Por Jesús Santrich, Integrante del Estado Mayor Central de las FARC-EP
“Los muertos han atravesado el imperio de la mentira y la vileza de los esclavos; con trazos de fuego han grabado ante nosotros la vía del martirio…” (…) “Y, entonces, rojas rosas brotaron de la sangre; flores nunca vistas crecieron de las páginas de la tierra y entretejieron coronas por los siglos rojos sobre tumbas ya nunca olvidadas”. LENIN.
La muerte del camarada Alfonso Cano jamás podría ser el canto de cisne de la lucha armada, ni mucho menos de la inconformidad social en alza irrefrenable. No podría ser tampoco el punto irreversible de su cuerpo inerte cuya imagen de santo blasfema la crónica roja, mientras gozan de morbo sus victimarios que a sueldo actúan para regocijo de la tiranía santista.
Sabemos cómo es la guerra, como parte de un pueblo ultrajado la hemos padecido, la hemos sufrido, la hemos vivido… pero la hemos asumido pensando en la vida a pesar de la muerte…, ya desde los entretiempos pútridos de los fracasos, o ya desde los éxitos esplendorosos de cada jornada de fuego o de las protestas callejeras.
Frente a las cenizas de los nuestros y la roja memoria de los caídos, rotos los cristales de la luna o con su plata fulgiendo en el corazón audaz de los de abajo, estoicamente avanzamos sin quejumbres hacia el asalto de los cielos.
Por cada arruga de la historia trepamos sin clamar piedad, o siguiendo la odisea de los viajes inciertos que suele deparar la lucha contra la sanguinaria oligarquía que antepone su soberbia militarista a una opción que favorezca a las mayorías sojuzgadas.
En todo caso, elevando coros de justicia es que permanecemos, colmados de una esperanza eternal que no cesa porque la enciende el amor por los oprimidos como una hoguera de mamo tayrona en nuestros corazones.
Nunca será tan largo ni enteramente tortuoso el camino como para hacernos arriar las banderas que agitamos, desde las raíces de nuestro compromiso sagrado por la tierra prometida del comunismo.

**Qué hacer:**
(1) ¿A quién se atribuye la cita que abre el texto sobre la muerte de Alfonso Cano?
(2) Prolonga el texto sobre la muerte de Alfonso Cano a partir de su último párrafo.

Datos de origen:

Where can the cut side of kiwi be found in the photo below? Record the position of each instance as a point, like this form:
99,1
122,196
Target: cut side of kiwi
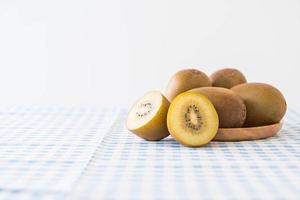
147,117
250,133
192,119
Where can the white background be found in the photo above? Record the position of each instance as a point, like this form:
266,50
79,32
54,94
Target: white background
110,52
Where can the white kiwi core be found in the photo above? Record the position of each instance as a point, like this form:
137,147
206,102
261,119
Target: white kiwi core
144,110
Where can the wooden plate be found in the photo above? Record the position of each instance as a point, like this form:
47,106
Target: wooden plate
249,133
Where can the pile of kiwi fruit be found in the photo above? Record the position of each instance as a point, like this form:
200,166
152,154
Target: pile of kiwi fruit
197,109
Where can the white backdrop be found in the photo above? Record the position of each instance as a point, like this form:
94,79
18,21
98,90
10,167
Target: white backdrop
109,52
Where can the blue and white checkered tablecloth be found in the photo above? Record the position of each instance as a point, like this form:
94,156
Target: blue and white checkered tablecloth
82,153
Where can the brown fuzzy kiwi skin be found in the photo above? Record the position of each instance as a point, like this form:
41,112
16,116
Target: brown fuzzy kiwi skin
265,104
156,129
229,106
185,80
227,78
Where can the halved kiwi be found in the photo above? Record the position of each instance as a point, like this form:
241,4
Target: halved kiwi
147,117
192,119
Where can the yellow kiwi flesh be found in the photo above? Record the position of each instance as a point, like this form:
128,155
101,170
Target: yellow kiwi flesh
192,119
229,106
185,80
148,117
265,104
227,78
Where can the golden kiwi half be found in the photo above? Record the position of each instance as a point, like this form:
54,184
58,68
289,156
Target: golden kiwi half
192,119
148,117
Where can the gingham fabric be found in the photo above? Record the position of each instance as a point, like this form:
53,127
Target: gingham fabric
82,153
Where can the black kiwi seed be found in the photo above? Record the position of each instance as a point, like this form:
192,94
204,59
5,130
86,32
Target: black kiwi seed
189,124
148,106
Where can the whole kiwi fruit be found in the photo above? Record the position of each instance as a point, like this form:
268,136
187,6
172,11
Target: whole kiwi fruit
229,106
227,78
265,104
185,80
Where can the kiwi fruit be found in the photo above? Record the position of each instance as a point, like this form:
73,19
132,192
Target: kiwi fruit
185,80
227,78
192,119
265,104
229,106
148,117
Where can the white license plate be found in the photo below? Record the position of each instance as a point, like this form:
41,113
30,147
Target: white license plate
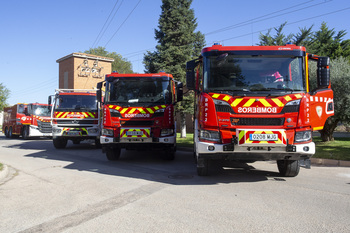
134,133
73,133
263,137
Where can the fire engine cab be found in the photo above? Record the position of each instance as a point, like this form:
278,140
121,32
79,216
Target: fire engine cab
138,113
254,103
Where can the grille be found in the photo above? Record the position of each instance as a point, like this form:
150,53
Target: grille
137,123
291,108
44,127
75,122
223,108
257,121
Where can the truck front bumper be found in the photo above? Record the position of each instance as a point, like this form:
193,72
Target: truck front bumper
256,153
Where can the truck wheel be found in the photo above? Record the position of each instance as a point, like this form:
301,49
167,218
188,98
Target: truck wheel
288,168
59,143
113,154
25,132
203,167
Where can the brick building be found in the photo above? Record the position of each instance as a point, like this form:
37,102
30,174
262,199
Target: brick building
82,71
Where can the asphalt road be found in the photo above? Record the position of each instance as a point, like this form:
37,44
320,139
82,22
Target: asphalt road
77,190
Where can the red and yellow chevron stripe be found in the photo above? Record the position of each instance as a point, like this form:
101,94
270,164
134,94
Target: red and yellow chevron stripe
256,102
42,119
261,137
136,110
80,115
135,133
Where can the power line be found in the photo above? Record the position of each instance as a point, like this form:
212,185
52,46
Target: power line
95,42
313,17
123,22
264,17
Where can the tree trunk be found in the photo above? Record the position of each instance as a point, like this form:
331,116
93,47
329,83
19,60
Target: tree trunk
183,124
328,129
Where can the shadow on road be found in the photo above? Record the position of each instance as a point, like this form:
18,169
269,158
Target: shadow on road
147,165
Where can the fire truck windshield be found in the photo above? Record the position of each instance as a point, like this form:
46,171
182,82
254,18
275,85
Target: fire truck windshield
135,91
76,102
263,73
39,110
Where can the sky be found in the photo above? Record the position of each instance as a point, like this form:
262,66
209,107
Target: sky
35,33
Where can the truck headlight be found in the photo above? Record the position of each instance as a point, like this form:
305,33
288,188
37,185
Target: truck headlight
108,132
115,113
166,132
209,135
303,136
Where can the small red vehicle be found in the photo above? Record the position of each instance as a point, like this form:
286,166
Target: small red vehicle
27,120
254,103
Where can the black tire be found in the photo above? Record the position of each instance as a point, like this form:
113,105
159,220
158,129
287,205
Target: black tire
25,132
59,143
203,167
288,168
113,154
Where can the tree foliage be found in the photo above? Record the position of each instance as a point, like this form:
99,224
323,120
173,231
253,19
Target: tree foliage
4,95
177,43
324,42
120,64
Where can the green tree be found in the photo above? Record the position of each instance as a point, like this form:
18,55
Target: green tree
177,43
340,79
120,64
4,95
327,42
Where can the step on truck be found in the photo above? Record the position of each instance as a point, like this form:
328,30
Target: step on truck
27,121
254,103
138,113
74,116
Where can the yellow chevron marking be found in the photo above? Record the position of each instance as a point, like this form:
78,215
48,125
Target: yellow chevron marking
236,102
249,103
265,103
278,102
287,98
132,110
227,98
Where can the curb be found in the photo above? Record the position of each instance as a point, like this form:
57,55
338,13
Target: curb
314,161
4,172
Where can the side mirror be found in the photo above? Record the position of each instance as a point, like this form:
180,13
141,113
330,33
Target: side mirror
190,74
323,74
179,92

**Resultados por tarea:**
(1) A Lenin.

(2)
Cada combatiente que cae es como un fogón que se levanta con calor de pasión por la causa venerable de los pobres. Así ha sido, así es, así seguirá siendo nuestro compromiso revolucionario hasta más allá de la victoria o del crepúsculo de la muerte.
Así, entonces, no será jamás cadáver la esperanza nuestra en las fúnebres fosas pestilentes que las hienas que nos acechan han cavado en la patria para arrojar en ellas la inconformidad de los explotados; porque, como cantara el juglar rebelde Cristian Pérez hasta los días en que ofrendó su vida en la batalla caucana, “hasta ese lugar del alma la bala de un fusil no alcanza”.
No se apaga la palabra, ni se cerca con metralla el bolivariano ideal cimero de los farianos; es decir, del pueblo en armas, a pesar de la levedad épica de cada cuerpo valeroso de guerrillero, o de humilde compatriota que se enfrenta a la iniquidad de los que nos gobiernan.
Como los más dignos revolucionarios de todos los tiempos, como el Che por ejemplo, Alfonso miraba cual si fuera algo muy posible la muerte en combate; algo tan natural como el agua para el río, pero convencido de que ello, la muerte en cualquier circunstancia del combate o como consecuencia de erguir la dignidad en cualquier escenario de la acción política, no impediría la marcha de la revolución continental.
En una de sus más recientes entrevistas había expresado: “hoy estamos, mañana no estamos, pero otros muchachos, otras generaciones, otros integrantes del ejército del pueblo empuñarán las armas para seguir adelante, porque en el fondo de cada uno de nosotros, independientemente de la situación de guerra que vivimos, está la decisión de contribuirle a Colombia para salir adelante…”
Cuánto nos hace recordar esto las palabras del Che en su mensaje a la Tricontinental: “Toda nuestra acción es un grito de guerra contra el imperialismo... En cualquier lugar que nos sorprenda la muerte, bienvenida sea, siempre que ese, nuestro grito de guerra, haya llegado hasta un oído receptivo y otra mano se tienda para empuñar nuestras armas”.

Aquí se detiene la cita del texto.